- _Entries shown_:
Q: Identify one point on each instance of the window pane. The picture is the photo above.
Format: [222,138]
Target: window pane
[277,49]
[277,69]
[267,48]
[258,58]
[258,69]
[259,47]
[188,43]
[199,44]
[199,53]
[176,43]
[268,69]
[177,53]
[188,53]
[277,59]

- _Work task_:
When you answer, repeat each entry exactly as it appears above.

- _Written response_:
Q: Identify one point on each instance of the window pane. The picture is the photo above.
Format: [222,138]
Target: window pane
[277,49]
[277,69]
[267,48]
[258,58]
[258,69]
[259,47]
[188,43]
[199,44]
[199,53]
[176,43]
[268,69]
[177,53]
[188,53]
[277,59]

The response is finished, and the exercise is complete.